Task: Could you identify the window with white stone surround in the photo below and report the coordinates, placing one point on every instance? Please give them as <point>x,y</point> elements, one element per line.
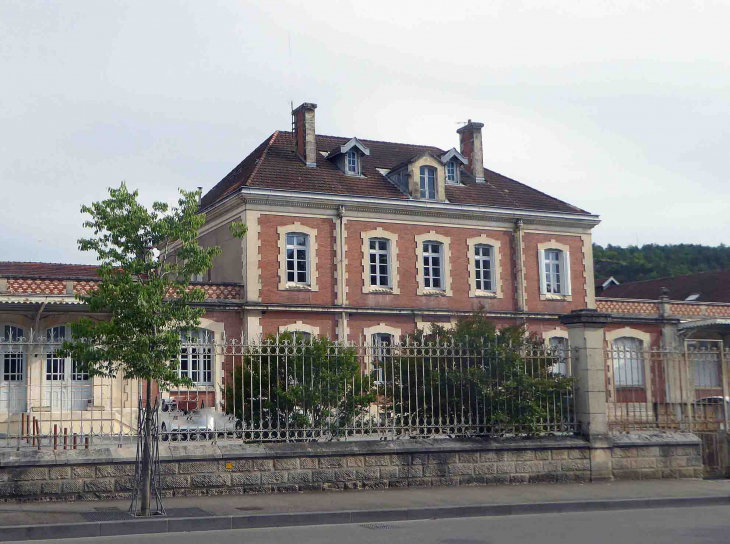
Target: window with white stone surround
<point>554,266</point>
<point>380,262</point>
<point>297,258</point>
<point>433,256</point>
<point>484,267</point>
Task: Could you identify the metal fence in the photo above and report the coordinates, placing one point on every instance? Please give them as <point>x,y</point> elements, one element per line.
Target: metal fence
<point>47,401</point>
<point>292,389</point>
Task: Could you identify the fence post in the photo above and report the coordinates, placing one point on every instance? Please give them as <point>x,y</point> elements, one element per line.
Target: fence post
<point>585,333</point>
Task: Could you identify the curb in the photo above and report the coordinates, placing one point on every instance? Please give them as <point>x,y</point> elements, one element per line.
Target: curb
<point>218,523</point>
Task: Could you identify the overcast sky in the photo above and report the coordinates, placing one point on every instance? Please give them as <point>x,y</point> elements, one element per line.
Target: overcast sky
<point>619,107</point>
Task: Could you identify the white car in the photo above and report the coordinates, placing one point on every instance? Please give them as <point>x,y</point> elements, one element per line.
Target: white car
<point>198,424</point>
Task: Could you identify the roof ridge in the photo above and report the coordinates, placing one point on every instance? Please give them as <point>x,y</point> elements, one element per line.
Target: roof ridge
<point>369,140</point>
<point>537,190</point>
<point>46,262</point>
<point>260,161</point>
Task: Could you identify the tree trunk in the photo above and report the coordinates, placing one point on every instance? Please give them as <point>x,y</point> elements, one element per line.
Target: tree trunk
<point>145,492</point>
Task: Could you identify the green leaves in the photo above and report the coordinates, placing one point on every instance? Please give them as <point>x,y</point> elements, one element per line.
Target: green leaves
<point>148,258</point>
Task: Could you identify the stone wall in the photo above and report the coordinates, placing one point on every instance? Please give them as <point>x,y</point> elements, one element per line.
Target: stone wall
<point>205,469</point>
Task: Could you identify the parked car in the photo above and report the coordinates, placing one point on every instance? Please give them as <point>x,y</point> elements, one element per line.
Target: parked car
<point>197,424</point>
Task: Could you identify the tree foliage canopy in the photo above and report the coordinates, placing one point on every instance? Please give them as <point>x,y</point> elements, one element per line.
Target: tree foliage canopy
<point>148,258</point>
<point>657,261</point>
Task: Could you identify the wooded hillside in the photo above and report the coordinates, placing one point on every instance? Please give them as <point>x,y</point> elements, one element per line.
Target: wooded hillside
<point>656,261</point>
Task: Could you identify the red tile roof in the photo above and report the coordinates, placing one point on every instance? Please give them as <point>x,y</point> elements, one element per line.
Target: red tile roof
<point>711,286</point>
<point>274,165</point>
<point>47,270</point>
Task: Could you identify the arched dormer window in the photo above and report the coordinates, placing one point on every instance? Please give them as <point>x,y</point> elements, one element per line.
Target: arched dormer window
<point>353,163</point>
<point>428,182</point>
<point>452,172</point>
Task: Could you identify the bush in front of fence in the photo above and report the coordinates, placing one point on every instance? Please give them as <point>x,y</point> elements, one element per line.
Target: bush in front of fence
<point>294,388</point>
<point>477,380</point>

════════════════

Express every row above as a two-column CSV with the header input,output. Each row should place its text under input and its answer under output, with each field in double quotes, line breaks replaced by spaces, and the pictures omitted.

== Answer in full ==
input,output
"Task: Could you identify the window with white stone surround in the photo below and report the coordinates, placing one point on every instance? Please give them as <point>x,y</point> elements, one element per line. Target: window with white stone surround","<point>554,266</point> <point>380,262</point> <point>297,258</point> <point>433,256</point> <point>484,267</point>"
"Task: Could you identify the metal fence in the photo above and report the coordinates, placing one point on every instance? Please give them as <point>x,y</point> elements, one element per line. Target: metal fence","<point>47,401</point> <point>292,389</point>"
"Task: Could you identify the fence post in the photo above and report the coordinates, placing one point on every instance? Please give them as <point>x,y</point> elements, one element per line. Target: fence post","<point>585,333</point>"
"Task: Could you identify the curb in the photo above and report the coordinates, placing one point on every instance? Please give them as <point>x,y</point> elements, one element per line. Target: curb","<point>218,523</point>"
"Task: Could you identify the overcast sky in the photo above and report the coordinates, placing one point on every instance? Please give them as <point>x,y</point> elements, one element per line. Target: overcast sky","<point>619,107</point>"
"Task: Could you identify the white car in the photo above and report the coordinates, placing one point on every instance? Please give them as <point>x,y</point> elements, one element per line. Target: white car","<point>198,424</point>"
"Task: Could you identify the roof ridge in the photo above and report the coordinates, placing one point on every instance? Please give them as <point>x,y</point> elements, one element per line. Target: roof ridge","<point>369,140</point> <point>537,190</point> <point>46,262</point> <point>260,161</point>"
"Task: Could you identify the tree trunk in the photo above and report the coordinates, placing one point on every instance? Please give them as <point>x,y</point> elements, one element per line. Target: tree trunk","<point>145,492</point>"
"Task: Could you identify the green leaves in the photo above and report the coordinates, placing one point on every instance? Please give them as <point>x,y</point> elements, one element per line. Target: green leaves","<point>148,258</point>"
"Task: Could you identify the stone wall in the photo above and report the coordinates, placing one point on every instance? Please give them as <point>x,y</point> elements, one element per line. Target: stone wall","<point>205,469</point>"
"Task: Could you identify the parked car in the photo above and report the coordinates, placing one point on every instance? Please give them as <point>x,y</point> elements, one element per line. Target: parked car","<point>197,424</point>"
"Task: Could you identify the tree foliage canopy in the photo above and report the coordinates, placing one point on every instance? Please give them as <point>x,y</point> elements, one element per line. Target: tree foliage canopy","<point>148,258</point> <point>657,261</point>"
"Task: Could you identify the wooded hillside in the photo above and report the coordinates, placing one point on every instance? Please give them as <point>x,y</point> elements, one element per line. Target: wooded hillside","<point>656,261</point>"
"Task: Could you identify the red tile roof in the photo above and report the coordinates, placing one point on every instance? Please give them as <point>x,y</point> elements, one element per line. Target: red tile roof","<point>711,286</point> <point>274,165</point> <point>47,270</point>"
"Task: Could you identify the arched dormer window in the photo above and report the coordinates, placing one point on every instance? Please give them as <point>x,y</point> elements, one element per line. Target: arched dormer window","<point>353,163</point> <point>428,182</point> <point>452,172</point>"
"Task: Could you identify the bush in front of fence in the photo above and report the coordinates, placing one point on every instance? Please give them as <point>x,y</point> elements, one element per line. Target: bush in front of fence","<point>294,388</point> <point>477,380</point>"